**SOURCE EXCERPT:**
+ + + + + + +
HOME PAGE SUBSCRIPTIONS, Print Editions, Newsletter PRODUCTS READ THE PETROLEUM NEWS ARCHIVE! ADVERTISING INFORMATION EVENTS PETROLEUM NEWS BAKKEN MINING NEWS

Providing coverage of Alaska and northern Canada's oil and gas industry
December 2009

Vol. 14, No. 51 Week of December 20, 2009

Power for the future

AEA publishes draft integrated resource plan for Alaska Railbelt electricity

Alan Bailey

Petroleum News

The Alaska Energy Authority has published a draft regional integrated resource plan that presents options and recommendations for the future of electricity power generation, transmission and demand management in Alaska’s Railbelt.

The plan, commissioned from consultants Black & Veatch, is intended to provide guidance to policy makers regarding infrastructure upgrades and the appropriate mix of energy sources for power generation in the Railbelt over the next 50 years, and forms part of a package of Railbelt energy-related documents and ideas heading for the upcoming legislative session, as lawmakers and the state administration try to grapple with a series of major energy issues impacting the state.

The Railbelt, containing Alaska’s main population centers, interconnected through an isolated power grid and extending more than 500 miles from the southern Kenai Peninsula north to Fairbanks and Delta Junction, is facing a series of power supply problems: rapidly tightening supplies of natural gas, the main fuel for power supplies in Southcentral Alaska; a high level of dependence on fossil fuels; and an aging power generation and transmission infrastructure, with inefficient power plants and single points of failure along transmission interties of limited capacity.

Southcentral Alaska faces potential power shortages because of the deteriorating gas supply situation, while the Fairbanks area, with its partial dependence on oil-fueled electricity generation, has seen electricity costs soar.

Large-scale hydro

The integrated resource plan recommends a major move into the use of large-scale hydropower, but with natural gas continuing as a major fuel for power generation, albeit with the region’s dependence on gas substantially reduced. In fact, the exceptionally long 50-year timeframe for the plan reflects an anticipated need for major hydropower projects, Kevin Harper, Black & Veatch project manager, told an audience of state legislators, state officials, power utility executives and interested members of the public at an AEA-convened meeting in Anchorage on Dec. 10.
+ + + + + + +
**LISTED ENTRIES:**
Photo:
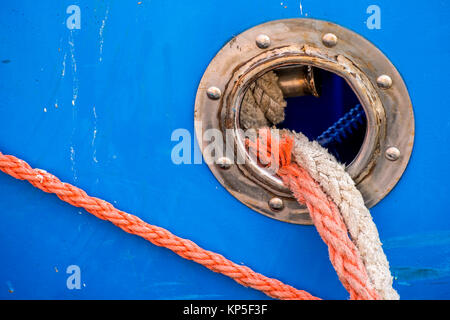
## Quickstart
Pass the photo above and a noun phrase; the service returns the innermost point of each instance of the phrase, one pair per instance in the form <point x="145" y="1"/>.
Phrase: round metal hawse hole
<point x="301" y="42"/>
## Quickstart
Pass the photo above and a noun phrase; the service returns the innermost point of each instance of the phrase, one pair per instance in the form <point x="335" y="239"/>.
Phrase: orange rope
<point x="47" y="182"/>
<point x="327" y="219"/>
<point x="326" y="216"/>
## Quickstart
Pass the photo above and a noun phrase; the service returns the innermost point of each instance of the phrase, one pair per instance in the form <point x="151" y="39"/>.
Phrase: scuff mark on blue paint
<point x="100" y="34"/>
<point x="94" y="156"/>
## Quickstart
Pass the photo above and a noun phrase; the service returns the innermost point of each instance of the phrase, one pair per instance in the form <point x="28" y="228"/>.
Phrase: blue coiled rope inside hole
<point x="342" y="128"/>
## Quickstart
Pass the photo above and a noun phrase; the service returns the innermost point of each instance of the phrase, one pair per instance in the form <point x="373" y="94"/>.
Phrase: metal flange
<point x="320" y="44"/>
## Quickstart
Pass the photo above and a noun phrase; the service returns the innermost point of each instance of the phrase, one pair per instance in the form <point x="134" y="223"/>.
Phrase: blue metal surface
<point x="132" y="72"/>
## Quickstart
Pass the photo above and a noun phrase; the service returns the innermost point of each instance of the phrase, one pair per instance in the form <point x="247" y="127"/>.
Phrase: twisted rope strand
<point x="338" y="184"/>
<point x="156" y="235"/>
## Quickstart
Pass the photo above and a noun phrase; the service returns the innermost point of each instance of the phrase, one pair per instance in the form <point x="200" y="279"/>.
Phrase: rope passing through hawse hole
<point x="359" y="262"/>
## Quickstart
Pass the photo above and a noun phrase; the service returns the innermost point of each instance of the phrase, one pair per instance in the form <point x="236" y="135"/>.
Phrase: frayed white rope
<point x="338" y="184"/>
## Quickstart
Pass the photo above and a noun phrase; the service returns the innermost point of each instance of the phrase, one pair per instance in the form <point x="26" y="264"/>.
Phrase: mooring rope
<point x="323" y="211"/>
<point x="338" y="184"/>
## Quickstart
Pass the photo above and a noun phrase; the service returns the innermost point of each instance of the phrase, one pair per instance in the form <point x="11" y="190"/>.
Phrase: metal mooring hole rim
<point x="294" y="40"/>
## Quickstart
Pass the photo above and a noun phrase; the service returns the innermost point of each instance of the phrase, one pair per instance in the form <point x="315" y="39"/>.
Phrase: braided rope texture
<point x="338" y="184"/>
<point x="343" y="253"/>
<point x="187" y="249"/>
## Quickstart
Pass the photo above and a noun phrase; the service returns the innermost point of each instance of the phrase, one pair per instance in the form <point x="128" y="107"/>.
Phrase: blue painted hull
<point x="96" y="106"/>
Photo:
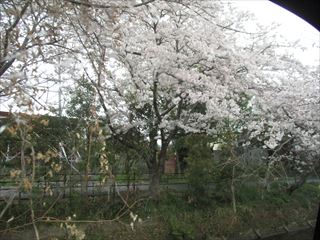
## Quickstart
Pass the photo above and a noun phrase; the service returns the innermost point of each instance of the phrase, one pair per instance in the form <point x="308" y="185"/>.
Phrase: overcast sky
<point x="292" y="27"/>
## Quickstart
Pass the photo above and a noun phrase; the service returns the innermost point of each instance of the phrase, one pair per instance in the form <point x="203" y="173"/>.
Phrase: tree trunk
<point x="154" y="186"/>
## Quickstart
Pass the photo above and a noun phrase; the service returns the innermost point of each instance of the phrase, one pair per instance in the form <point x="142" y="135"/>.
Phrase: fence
<point x="66" y="184"/>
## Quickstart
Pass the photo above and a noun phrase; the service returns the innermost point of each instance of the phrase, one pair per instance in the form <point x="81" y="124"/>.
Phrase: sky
<point x="291" y="27"/>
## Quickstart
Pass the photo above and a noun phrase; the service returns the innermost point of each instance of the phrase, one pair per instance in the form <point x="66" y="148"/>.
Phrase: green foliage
<point x="200" y="168"/>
+ + + + + + +
Continue the news article above about the draft Railbelt electricity resource plan, starting after its last sentence.

**REPLY:**
“We did it for 50 years because we were looking specifically at large hydro as … a key resource, and those projects are very long lived,” Harper said.

Other significant but less prominent energy sources would be geothermal energy from the Mount Spurr volcano, wind power, and methane from municipal solid waste sites. Coal would also be used as a fuel source in some situations. The use of fuel oil for power generation in Fairbanks would be phased out over a period of about 10 years. And the study recommends investigating with government agencies the environmental and permitting issues that may be associated with the use of tidal power, probably from the Turnagain Arm of Cook Inlet, although the study team views tidal power technology as insufficiently mature for inclusion in the integrated resource plan at the current time.

An underground coal gasification power plant proposed by Cook Inlet Region Inc for the west side of Cook Inlet is not included in the plan, this particular proposal not having appeared until some way through the integrated resource plan study period.

The integrated resource plan says that the primary source of future hydropower would likely be a proposed 330-megawatt system at Lake Chakachamna near Mount Spurr, although an alternative 600-megawatt system on the Susitna River, to the north of the Talkeetna Mountains, is also a possibility. The scale and cost of the Lake Chakachamna system would be more appropriate to the needs of the Railbelt grid than that of a Susitna system but, given the significant technical and permitting uncertainties associated with both systems, both projects should be pursued until sufficient information is available to make a decision on which to construct, the plan says.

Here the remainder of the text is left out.